Goal of the exercise
Return every line of the rows that contains the word "dark".
-- BEGIN Material provided --
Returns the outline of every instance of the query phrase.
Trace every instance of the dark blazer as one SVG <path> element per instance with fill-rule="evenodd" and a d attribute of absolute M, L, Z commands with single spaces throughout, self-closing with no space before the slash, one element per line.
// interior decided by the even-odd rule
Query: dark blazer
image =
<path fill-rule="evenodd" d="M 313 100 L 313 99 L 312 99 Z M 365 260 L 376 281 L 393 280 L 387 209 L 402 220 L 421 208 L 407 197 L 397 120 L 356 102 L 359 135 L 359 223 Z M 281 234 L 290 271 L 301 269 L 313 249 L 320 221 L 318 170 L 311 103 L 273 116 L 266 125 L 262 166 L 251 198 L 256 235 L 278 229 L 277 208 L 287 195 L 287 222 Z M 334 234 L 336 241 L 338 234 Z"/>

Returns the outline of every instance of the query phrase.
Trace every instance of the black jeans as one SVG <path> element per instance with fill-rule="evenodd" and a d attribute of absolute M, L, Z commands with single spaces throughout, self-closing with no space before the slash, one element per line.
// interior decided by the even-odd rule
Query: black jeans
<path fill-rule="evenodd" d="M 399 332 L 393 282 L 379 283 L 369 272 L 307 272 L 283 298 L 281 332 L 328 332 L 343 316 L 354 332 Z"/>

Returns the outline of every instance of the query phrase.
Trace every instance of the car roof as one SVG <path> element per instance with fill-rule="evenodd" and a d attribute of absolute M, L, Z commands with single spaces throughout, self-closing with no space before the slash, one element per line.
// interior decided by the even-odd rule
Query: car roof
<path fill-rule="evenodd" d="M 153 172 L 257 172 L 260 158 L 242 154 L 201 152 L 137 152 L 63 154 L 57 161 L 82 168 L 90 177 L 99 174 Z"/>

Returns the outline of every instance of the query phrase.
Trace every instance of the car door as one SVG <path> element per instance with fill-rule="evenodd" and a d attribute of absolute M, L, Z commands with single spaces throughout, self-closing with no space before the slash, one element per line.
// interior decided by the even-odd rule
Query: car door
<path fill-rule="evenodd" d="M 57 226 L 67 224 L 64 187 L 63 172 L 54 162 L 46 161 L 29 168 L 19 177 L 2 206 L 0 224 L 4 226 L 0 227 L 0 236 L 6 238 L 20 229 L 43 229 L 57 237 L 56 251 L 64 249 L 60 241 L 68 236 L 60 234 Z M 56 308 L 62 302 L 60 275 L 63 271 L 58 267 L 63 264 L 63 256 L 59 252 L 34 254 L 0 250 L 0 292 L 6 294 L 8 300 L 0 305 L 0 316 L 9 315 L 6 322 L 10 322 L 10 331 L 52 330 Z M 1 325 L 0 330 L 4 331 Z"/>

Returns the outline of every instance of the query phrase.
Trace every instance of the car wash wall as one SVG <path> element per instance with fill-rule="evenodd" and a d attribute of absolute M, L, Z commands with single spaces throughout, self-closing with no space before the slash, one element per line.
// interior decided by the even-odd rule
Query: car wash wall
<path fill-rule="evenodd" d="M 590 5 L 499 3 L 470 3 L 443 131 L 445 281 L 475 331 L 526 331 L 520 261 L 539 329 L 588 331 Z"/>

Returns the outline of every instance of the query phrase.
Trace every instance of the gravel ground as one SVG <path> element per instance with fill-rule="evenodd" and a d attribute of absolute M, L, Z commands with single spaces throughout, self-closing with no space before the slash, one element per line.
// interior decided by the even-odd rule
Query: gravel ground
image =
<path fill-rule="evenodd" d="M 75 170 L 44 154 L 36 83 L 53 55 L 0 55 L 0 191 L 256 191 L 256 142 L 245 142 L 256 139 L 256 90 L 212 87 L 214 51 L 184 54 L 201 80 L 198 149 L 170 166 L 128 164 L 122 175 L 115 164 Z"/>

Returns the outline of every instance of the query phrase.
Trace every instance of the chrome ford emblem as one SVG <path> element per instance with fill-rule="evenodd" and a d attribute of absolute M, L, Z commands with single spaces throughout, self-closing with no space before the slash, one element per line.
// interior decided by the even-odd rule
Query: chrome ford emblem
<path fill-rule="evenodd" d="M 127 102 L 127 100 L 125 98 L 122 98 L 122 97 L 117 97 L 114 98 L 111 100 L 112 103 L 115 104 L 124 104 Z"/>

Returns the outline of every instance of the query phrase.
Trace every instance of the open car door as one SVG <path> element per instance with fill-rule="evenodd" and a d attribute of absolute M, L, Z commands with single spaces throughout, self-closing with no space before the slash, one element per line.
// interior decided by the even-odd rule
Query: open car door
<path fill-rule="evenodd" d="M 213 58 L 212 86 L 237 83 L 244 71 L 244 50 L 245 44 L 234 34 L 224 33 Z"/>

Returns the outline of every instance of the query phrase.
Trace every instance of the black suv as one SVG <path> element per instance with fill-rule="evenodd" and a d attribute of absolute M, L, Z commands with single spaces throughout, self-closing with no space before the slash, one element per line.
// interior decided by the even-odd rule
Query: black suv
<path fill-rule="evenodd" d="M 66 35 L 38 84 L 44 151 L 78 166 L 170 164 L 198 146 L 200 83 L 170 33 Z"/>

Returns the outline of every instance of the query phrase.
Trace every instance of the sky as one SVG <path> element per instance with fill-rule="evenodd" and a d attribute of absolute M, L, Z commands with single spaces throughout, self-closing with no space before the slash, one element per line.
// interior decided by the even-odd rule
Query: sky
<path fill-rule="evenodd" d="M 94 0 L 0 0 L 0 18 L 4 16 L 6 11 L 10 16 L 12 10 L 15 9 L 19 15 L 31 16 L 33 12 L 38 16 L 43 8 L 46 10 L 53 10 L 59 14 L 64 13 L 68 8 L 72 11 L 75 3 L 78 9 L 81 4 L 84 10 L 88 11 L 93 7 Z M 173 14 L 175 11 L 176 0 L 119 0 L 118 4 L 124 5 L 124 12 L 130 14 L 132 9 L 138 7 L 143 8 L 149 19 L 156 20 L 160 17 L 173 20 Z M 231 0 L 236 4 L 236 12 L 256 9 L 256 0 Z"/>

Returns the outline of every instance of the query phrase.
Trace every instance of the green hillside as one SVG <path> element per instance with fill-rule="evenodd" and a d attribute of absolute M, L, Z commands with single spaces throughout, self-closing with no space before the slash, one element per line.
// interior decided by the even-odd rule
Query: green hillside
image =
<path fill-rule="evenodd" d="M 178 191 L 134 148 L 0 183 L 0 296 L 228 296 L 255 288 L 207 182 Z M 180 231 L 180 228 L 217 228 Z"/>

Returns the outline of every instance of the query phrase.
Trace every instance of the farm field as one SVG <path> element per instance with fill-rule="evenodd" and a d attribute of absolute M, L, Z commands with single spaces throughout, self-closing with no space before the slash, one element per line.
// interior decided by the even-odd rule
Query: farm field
-- END Material provided --
The result
Trace every instance of the dark blazer as one SVG <path> element per instance with fill-rule="evenodd" and a d attribute of absolute M, L, Z commands with single spaces throughout, self-closing with no space before the slash, one element per line.
Query: dark blazer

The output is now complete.